■ **Reading text**
☆ ☆ ☆ ☆ ☆

King Pasenadi of Kosala once came to see the Buddha. Entering the dwelling where the Buddha was staying, he fell on his forehead at the feet of the Buddha . When asked by the Buddha why he was showing such extreme humbleness and respect to the body of the Buddha, the king launched eloquently on a eulogy of the Buddha, praising his virtues. The Buddha told his bhikkhus that the words uttered by the king constituted a memorial in honour of the Dhamma and urged them to learn this memorial and recite it frequently.

(10) Kannakatthala Sutta

This discourse, given by the Buddha at Urunna, contains answers to King Pasenadi Kosala's questions about four classes of people and their destinations after death, about Sabbannuta Nana, and about the great Brahma.

V. Brahmana Vagga

(1) Brahmayu Sutta

The Brahmin Brahmayu was one hundred and twenty years old when he heard of the fame of the Buddha. He sent his disciple Uttara who was well versed in Vedas to find out by examining the thirty two physical characteristics of a great man whether Gotama was indeed an Enlightened Buddha. On Uttara's good report testifying to the Buddha having the requisite characteristics of a Buddha, Brahmayu went himself to see the Buddha. Fully satisfied, after hearing the graduated discourse, that Gotama was indeed an enlightened Buddha, he became a devoted disciple and, achieving the third stage of the Path and Fruition, an Anagami before he passed away.

(2) Sela Sutta

Sela was a brahmin of Apana market-town, who on hearing about the fame of the Buddha from Keniya the hermit went to see the Buddha accompanied by three hundred young brahmins. After hearing a discourse from the Buddha he became fully convinced that he had indeed seen a truly enlightened Buddha. All of them requested for and received permission from the Buddha to join the Order.

(3) Assalayana Sutta

Some five hundred brahmins who had come to Savatthi on business attempted to challenge the Buddha on his views with regard to the purity and nobility of the four classes of people. They sent Assalayana, a highly talented young man well-versed in the Vedas, to contest with the Buddha. The young man's meeting with the Buddha ended up in his conversion.

☆ ☆ ☆ ☆ ☆

(Data items)
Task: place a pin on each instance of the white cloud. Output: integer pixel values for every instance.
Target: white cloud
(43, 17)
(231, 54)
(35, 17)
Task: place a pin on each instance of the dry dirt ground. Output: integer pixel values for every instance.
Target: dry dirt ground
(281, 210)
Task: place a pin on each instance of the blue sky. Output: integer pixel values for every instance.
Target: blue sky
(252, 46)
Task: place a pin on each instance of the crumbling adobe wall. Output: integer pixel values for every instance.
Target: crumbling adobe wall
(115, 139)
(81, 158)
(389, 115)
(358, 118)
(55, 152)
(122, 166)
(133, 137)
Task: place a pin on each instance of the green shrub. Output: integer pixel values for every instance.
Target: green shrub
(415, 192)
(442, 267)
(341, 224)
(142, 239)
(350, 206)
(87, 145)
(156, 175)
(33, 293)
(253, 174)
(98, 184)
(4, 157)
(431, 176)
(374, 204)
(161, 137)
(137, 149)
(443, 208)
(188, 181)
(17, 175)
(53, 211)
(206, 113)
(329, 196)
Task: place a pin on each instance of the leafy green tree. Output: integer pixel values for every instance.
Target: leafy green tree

☆ ☆ ☆ ☆ ☆

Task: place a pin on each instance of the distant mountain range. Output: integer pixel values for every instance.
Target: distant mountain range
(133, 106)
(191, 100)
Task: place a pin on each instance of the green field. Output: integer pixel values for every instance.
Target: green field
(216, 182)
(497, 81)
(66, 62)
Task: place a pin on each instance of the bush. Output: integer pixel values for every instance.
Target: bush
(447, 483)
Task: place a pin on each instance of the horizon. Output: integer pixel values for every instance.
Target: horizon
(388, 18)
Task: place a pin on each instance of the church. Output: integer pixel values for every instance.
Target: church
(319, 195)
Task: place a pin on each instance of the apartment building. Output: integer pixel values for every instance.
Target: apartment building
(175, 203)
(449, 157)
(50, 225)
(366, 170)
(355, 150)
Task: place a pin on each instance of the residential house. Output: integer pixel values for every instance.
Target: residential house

☆ ☆ ☆ ☆ ☆

■ **Problem set**
1. Answer these from the sutta summaries:
(a) How old was Brahmayu when he heard of the Buddha's fame?
(b) How many young brahmins went with Sela to see the Buddha?
(c) Where did the Buddha give the Kannakatthala Sutta?
2. Write the next part of the sutta summaries, picking up after the Assalayana Sutta entry.
The lines in both blocks are separate material and not part of the sutta summaries.

■ **Final results**
1.
(a) One hundred and twenty years old.
(b) Three hundred.
(c) At Urunna.

2.
(4) Ghotamukha Sutta

A discussion took place between the Venerable Udena and a brahmin by the name of Ghotamukha on the subject of the practice of the holy life. The Venerable Udena described four kinds of persons engaged in ascetic practices. After the discourse the Brahmin became a disciple of the Venerable Udena and took his refuge in the Buddha, the Dhamma and the Samgha.

(5) Canki Sutta

Canki, a brahmin of Opasada Village, came to see the Buddha with a large crowd amongst whom was a young brahmin by the name of Kapatika. The young man entered into a discussion with the Buddha about the 'Three Vedas' which had been handed down from generation to generation in unbroken tradition. The tradition which the brahmins believed to be the only Truth was likened by the Buddha to a line of blind man each one clinging on to the preceding one.

(6) Esukari Sutta

This discourse was given at Savatthi in connection with a brahmin named Esukari. In this sutta too the Buddha rejected the brahmin classification of society into four classes claiming the highest position for the brahmins. It was not only the brahmins who could develop loving-kindness, free from enmity and ill will. Members of other classes also could develop loving-kindness. It was not birth but the practice of wholesome dhamma that made a person noble.

(7) Dhananjani Sutta

Dhananjani was an old devoted lay disciple of the Buddha. After the death of his first wife who had great faith in the Buddha, the Dhamma and the Samgha, he was no longer diligent in and mindful of the practice of dhamma. His second wife was without faith in the Teaching of the Buddha. To maintain his family he resorted to wrongful means of livelihood. The Venerable Sariputta put him back on the right path. On his death bed, he sent for the Venerable Sariputta who solaced him with the dhamma. This caused him on his death to be reborn in the Brahma world. The Buddha asked the Venerable Sariputta why he had put the old brahmin only on the way to the inferior Brahma world when a higher attainment was possible for him.

(8) Vasettha Sutta

A discussion had arisen between two brahmin youths, Vasettha and Bharadvaja on the origin of a brahmana. Bharadvaja maintained it was birth, lineage and caste that made a person a brahmana. Vasettha believed moral conduct and performance of customary duties were essential qualifications to be a brahmana. They went to the Buddha for settlement of their dispute. The Buddha told them that a person was not a brahmana just because of his birth if he was full of worldly attachments, or was harnessed to greed, ill will, craving, and ignorance. A person became a brahmana whatever his birth, when he had cut off his fetters of defilements, removed the obstacles of ignorance and attained the knowledge of the Four Noble Truths. The most perfect brahmana was an Arahat.

(9) Subha Sutta

This discourse was given on account of Subha, son of the brahmin Todeyya, at Savatthi. Like other brahmins, Subha believed that only householders could accomplish meritorious deeds in a right manner, not those who had gone forth from the household life. The occupation of householders produced great benefits whereas the occupation of the recluse brought little benefits. The Buddha removed his wrong views and Subha became a devoted disciple of the Buddha.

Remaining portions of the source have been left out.